Extrait de page:
..........

Après une heure et demi de routes interminables ponctuées de bouchons implacables et parsemées de radars sans pitié, nous arrivons enfin à Wellingborough, petite ville du Northamptonshire de 72 000 habitants perdue à 130 km de Londres dans la si verte campagne britannique, juste à temps pour assister à la naissance. Ici, notre Étoile du Berger a été le GPS tandis que nos présents se limitent à un calepin, un stylo et un appareil photo. Le papa s'appelant GT-R et la maman Juke, le rejeton s'appellera donc le Juke-R qui allie des traits maternels à un cœur paternel. Une tête un peu bizarre certes, mais des muscles de brute qui ne donnent pas envie de se moquer. En guise d'étable, il faudra se contenter des ateliers de RML.

comment monter moteur, transmission, trains avant et arrière, freins et roues de la grosse GT-R sur la petite Juke ?

Cet acronyme de Ray Mallock Limited ne vous dit probablement pas grand chose, tout comme la région où nous nous trouvons. Pourtant, nous sommes au cœur de l'immense savoir-faire britannique en matière de sport mécanique : pas moins de 90% des Formule 1 sont construites dans les environs et nous nous trouvons à un jet de pierres (précieuses) de Newport Pagnell, berceau historique d'Aston-Martin. Quant à RML, ils se sont notamment illustrés en gérant l'écurie officielle Nissan en BTCC jusqu'à la victoire au championnat en 1997 et 1998 avec la Primera GT, championnat où ils sont toujours présents aujourd'hui avec le team Chevrolet et ses Cruze au volant desquelles Jason Plato fait des merveilles. Mais ça n'est pas tout, puisque RML a aussi développé la SLR 722 GT pour Mercedes, la S7 et la S7R pour Saleen et, en 2005, une Micra très particulière, la 350 SR. Commandée par Nissan Europe, elle rassemblait des pièces de pas moins de quatre véhicules de la marque : une caisse de Micra donc, un moteur de 350Z en position centrale arrière, une boîte de vitesses de Murano et quelques autres babioles en provenance de l'Almera. Ce cocktail détonnant fera grand bruit dans la presse spécialisée de l'époque.

..........

Extraits de lignes:
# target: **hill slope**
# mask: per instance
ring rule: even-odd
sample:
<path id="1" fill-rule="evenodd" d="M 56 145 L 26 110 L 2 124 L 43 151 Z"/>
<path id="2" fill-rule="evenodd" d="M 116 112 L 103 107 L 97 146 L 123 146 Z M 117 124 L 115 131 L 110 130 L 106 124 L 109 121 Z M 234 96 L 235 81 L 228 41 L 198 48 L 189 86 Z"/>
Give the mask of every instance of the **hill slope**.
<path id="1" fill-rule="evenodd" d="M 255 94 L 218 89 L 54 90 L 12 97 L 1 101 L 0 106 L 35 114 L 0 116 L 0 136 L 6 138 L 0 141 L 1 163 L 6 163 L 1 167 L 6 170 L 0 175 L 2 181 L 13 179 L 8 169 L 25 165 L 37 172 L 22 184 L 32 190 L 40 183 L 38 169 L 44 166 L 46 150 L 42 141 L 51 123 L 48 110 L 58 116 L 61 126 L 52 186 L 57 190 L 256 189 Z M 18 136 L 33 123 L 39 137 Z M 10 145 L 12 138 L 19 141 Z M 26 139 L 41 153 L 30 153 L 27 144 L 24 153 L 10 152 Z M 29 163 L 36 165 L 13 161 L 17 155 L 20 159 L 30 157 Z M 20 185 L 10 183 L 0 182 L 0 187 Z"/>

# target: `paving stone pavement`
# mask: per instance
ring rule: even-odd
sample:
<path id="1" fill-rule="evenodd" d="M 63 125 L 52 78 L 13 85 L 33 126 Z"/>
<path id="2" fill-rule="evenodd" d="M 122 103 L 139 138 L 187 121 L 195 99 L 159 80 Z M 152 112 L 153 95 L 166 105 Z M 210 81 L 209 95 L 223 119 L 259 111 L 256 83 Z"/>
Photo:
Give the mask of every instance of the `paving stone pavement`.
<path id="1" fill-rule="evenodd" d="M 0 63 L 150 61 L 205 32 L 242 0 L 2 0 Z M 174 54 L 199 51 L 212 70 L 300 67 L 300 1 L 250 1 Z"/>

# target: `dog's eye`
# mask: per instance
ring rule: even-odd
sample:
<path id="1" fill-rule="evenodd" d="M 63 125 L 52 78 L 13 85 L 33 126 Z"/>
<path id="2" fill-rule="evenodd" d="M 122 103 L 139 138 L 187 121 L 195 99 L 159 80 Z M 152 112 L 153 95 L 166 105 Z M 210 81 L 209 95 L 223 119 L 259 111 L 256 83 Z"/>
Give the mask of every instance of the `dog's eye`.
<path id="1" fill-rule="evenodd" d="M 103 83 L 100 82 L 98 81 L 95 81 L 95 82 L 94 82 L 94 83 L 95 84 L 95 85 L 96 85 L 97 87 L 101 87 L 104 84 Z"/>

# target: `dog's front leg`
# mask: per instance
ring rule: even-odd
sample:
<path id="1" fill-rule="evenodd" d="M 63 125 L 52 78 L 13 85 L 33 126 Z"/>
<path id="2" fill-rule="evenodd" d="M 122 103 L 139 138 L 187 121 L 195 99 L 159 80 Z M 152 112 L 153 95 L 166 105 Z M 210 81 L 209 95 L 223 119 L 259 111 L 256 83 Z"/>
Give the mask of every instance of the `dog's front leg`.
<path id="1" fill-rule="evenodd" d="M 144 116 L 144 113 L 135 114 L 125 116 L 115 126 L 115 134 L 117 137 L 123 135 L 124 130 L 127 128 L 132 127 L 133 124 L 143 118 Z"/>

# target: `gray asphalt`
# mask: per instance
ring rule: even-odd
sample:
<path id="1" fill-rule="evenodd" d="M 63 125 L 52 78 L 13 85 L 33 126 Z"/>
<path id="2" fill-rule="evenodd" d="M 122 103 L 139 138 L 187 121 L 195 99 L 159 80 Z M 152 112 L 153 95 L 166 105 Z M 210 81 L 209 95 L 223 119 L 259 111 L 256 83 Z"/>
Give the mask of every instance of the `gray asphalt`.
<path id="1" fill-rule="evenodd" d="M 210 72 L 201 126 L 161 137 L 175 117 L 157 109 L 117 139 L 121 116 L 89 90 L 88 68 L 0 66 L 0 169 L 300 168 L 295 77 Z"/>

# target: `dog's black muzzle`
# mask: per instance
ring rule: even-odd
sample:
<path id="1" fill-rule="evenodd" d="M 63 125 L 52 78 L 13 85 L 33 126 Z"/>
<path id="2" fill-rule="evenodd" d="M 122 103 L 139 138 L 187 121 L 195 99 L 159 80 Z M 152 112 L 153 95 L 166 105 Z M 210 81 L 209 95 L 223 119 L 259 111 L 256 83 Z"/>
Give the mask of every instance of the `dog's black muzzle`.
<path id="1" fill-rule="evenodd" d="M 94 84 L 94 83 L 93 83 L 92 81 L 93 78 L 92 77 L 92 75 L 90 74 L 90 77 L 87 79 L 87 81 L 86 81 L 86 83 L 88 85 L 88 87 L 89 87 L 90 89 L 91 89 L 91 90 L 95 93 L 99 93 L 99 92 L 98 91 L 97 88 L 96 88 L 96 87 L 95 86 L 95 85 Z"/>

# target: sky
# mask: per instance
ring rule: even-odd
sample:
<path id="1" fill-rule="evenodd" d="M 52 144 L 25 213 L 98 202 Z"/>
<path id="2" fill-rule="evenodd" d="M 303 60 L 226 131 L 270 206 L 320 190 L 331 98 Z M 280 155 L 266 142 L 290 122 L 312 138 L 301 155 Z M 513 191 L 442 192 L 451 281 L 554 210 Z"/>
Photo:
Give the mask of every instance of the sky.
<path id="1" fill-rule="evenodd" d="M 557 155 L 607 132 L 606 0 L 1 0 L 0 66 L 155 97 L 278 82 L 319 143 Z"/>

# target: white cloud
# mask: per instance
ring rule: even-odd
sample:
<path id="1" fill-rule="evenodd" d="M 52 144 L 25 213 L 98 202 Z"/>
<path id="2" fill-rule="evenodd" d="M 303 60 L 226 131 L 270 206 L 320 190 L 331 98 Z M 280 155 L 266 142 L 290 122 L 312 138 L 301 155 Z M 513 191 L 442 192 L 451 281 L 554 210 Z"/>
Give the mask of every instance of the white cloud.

..........

Consigne 1: Citez les quatre modèles Nissan dont la Micra 350 SR rassemblait des pièces, d'après l'article sur le Juke-R.
Consigne 2: Reproduisez le passage de l'article sur le Juke-R situé entre « Après une heure » et « ateliers de RML. », inclus, en remplaçant « calepin » par « carnet ».
Consigne 3:
Répondez aux questions suivantes à partir de l'article sur le Juke-R.
(a) Combien d'habitants compte Wellingborough ?
(b) En quelles années l'écurie officielle Nissan gérée par RML a-t-elle remporté le championnat BTCC ?
(c) Pour quelle marque RML a-t-il développé la SLR 722 GT ?

Réponse correcte 1: Micra, 350Z, Murano, Almera

Réponse correcte 2:
Après une heure et demi de routes interminables ponctuées de bouchons implacables et parsemées de radars sans pitié, nous arrivons enfin à Wellingborough, petite ville du Northamptonshire de 72 000 habitants perdue à 130 km de Londres dans la si verte campagne britannique, juste à temps pour assister à la naissance. Ici, notre Étoile du Berger a été le GPS tandis que nos présents se limitent à un carnet, un stylo et un appareil photo. Le papa s'appelant GT-R et la maman Juke, le rejeton s'appellera donc le Juke-R qui allie des traits maternels à un cœur paternel. Une tête un peu bizarre certes, mais des muscles de brute qui ne donnent pas envie de se moquer. En guise d'étable, il faudra se contenter des ateliers de RML.

Réponse correcte 3:
(a) 72 000 habitants.
(b) En 1997 et en 1998.
(c) Pour Mercedes.